What is asked: Convert the entries below, from their first line through the line containing "pixel 663 395", into a JSON list of strings with one string per line. Leave out any blank lines.

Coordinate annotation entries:
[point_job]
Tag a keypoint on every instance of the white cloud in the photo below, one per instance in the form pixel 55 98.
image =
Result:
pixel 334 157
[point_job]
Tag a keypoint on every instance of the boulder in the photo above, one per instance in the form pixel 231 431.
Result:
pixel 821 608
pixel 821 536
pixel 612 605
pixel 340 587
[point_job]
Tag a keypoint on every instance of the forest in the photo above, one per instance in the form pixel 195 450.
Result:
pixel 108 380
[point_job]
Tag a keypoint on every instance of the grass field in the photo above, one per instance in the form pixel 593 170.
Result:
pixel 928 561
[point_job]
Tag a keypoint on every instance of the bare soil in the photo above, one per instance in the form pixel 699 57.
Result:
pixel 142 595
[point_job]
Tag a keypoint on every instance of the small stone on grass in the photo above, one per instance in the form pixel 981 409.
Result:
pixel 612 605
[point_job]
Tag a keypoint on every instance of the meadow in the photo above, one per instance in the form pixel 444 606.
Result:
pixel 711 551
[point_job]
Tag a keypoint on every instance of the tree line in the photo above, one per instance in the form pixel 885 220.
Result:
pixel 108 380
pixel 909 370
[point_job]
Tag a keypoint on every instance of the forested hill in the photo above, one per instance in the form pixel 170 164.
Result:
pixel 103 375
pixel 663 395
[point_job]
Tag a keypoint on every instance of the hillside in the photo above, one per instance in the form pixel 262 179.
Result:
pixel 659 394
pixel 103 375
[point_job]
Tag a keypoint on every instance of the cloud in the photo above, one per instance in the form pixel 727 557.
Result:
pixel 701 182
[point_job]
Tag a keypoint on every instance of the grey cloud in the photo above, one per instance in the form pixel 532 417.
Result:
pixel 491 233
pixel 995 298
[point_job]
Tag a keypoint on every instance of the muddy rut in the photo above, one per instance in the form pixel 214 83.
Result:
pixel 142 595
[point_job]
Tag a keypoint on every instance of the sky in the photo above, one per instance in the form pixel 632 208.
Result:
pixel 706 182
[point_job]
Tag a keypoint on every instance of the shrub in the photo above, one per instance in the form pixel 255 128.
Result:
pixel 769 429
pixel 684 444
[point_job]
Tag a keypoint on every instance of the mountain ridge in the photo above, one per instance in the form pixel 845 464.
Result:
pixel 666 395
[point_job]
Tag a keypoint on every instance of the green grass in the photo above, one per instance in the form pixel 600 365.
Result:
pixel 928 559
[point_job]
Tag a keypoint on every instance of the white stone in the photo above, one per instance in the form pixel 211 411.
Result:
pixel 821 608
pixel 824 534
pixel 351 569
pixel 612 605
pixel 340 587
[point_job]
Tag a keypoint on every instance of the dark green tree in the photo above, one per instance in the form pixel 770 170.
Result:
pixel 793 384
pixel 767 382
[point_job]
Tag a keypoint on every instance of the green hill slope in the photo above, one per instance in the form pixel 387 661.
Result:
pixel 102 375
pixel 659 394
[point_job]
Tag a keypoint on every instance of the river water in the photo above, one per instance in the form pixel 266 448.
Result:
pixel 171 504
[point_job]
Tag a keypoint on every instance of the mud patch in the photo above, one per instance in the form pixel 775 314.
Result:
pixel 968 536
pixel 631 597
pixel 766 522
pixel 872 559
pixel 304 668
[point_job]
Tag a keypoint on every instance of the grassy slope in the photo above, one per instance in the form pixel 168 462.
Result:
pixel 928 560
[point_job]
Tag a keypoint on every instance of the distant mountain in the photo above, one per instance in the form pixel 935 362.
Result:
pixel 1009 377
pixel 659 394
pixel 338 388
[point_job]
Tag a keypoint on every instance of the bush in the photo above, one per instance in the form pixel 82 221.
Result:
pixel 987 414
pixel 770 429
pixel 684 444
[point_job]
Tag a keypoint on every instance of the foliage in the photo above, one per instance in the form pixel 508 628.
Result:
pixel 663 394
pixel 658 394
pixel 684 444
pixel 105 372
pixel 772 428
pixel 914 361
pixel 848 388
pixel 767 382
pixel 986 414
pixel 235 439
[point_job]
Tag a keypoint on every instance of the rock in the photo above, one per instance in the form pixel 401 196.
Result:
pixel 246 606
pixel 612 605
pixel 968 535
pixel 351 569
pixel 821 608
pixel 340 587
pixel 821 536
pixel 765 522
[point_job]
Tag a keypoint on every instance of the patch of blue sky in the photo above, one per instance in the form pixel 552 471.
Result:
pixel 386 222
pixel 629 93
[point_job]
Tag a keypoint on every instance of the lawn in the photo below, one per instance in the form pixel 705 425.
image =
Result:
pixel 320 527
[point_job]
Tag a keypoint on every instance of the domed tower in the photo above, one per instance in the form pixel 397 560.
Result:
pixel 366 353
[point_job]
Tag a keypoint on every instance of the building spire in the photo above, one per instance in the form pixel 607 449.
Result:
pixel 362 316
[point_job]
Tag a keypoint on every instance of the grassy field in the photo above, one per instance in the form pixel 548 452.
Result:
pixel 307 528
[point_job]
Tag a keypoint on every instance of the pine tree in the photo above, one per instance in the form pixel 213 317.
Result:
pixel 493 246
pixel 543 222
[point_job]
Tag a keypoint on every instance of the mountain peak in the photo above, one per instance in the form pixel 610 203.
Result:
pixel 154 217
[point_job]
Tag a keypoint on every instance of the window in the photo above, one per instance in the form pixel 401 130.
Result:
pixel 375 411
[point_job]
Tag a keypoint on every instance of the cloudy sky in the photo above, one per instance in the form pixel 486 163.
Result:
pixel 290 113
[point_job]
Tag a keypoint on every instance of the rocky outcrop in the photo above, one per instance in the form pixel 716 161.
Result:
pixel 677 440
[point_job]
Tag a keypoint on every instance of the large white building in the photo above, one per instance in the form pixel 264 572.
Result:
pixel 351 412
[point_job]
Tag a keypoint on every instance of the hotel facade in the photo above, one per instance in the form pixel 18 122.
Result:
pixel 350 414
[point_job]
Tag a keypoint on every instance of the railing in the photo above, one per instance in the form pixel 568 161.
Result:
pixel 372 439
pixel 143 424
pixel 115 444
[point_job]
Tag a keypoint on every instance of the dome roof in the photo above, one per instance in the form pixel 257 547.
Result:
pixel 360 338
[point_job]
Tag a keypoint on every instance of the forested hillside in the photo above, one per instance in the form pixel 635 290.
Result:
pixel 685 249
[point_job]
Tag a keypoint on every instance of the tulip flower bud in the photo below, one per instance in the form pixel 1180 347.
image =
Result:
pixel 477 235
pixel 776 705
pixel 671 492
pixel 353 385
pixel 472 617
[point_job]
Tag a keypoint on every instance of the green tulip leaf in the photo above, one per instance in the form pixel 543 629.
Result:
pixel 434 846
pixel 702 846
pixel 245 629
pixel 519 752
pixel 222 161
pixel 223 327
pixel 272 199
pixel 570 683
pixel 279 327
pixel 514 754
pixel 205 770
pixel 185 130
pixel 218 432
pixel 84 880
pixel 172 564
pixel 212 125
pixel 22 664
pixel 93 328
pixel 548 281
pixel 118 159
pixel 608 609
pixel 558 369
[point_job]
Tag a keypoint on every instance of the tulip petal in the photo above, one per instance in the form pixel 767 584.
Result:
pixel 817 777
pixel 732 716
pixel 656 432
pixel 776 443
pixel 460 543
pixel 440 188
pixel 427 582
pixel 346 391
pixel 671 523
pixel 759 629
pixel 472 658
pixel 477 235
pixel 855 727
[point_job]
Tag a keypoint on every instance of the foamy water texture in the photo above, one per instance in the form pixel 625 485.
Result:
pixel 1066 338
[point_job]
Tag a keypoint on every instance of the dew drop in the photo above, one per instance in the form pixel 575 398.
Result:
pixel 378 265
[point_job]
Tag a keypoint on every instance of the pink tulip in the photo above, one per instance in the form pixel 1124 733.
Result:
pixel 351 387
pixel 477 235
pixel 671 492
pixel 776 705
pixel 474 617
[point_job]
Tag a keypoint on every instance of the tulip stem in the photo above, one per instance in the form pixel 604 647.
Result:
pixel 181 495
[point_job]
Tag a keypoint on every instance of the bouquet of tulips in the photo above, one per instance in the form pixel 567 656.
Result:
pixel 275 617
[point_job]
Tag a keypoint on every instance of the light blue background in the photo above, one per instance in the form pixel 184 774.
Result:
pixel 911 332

Exercise result:
[
  "[point_job]",
  "Tag a keypoint on every instance of the white cloud in the photo below, one per instance in the form pixel 55 98.",
  "image =",
  "Result:",
  "pixel 334 157",
  "[point_job]",
  "Tag a keypoint on every instance of the boulder in the photo above, one per instance in the form pixel 231 431.",
  "Result:",
  "pixel 821 608",
  "pixel 821 536",
  "pixel 612 605",
  "pixel 340 587",
  "[point_job]",
  "Tag a keypoint on every instance of the forest in the photo above, one per instance in the form pixel 195 450.",
  "Result:",
  "pixel 108 380",
  "[point_job]",
  "Tag a keypoint on every instance of the grass field in the photo above, one per instance in the form pixel 593 170.",
  "Result:",
  "pixel 928 561",
  "[point_job]",
  "Tag a keypoint on every instance of the bare soil in the photo above, one per instance in the form pixel 699 57.",
  "Result:",
  "pixel 142 595",
  "[point_job]",
  "Tag a keypoint on every instance of the small stone on grass in the photo above, one per instance in the form pixel 981 409.",
  "Result:",
  "pixel 612 605",
  "[point_job]",
  "Tag a keypoint on every instance of the meadow in the photo above, one per instance in the form pixel 444 606.",
  "Result:",
  "pixel 711 551",
  "[point_job]",
  "Tag a keypoint on every instance of the tree line in the photo above, one per instance in the form pixel 885 220.",
  "Result:",
  "pixel 108 380",
  "pixel 909 370",
  "[point_job]",
  "Tag a keypoint on every instance of the forested hill in the photo above, one per instance in the form pixel 170 164.",
  "Result:",
  "pixel 103 375",
  "pixel 663 395"
]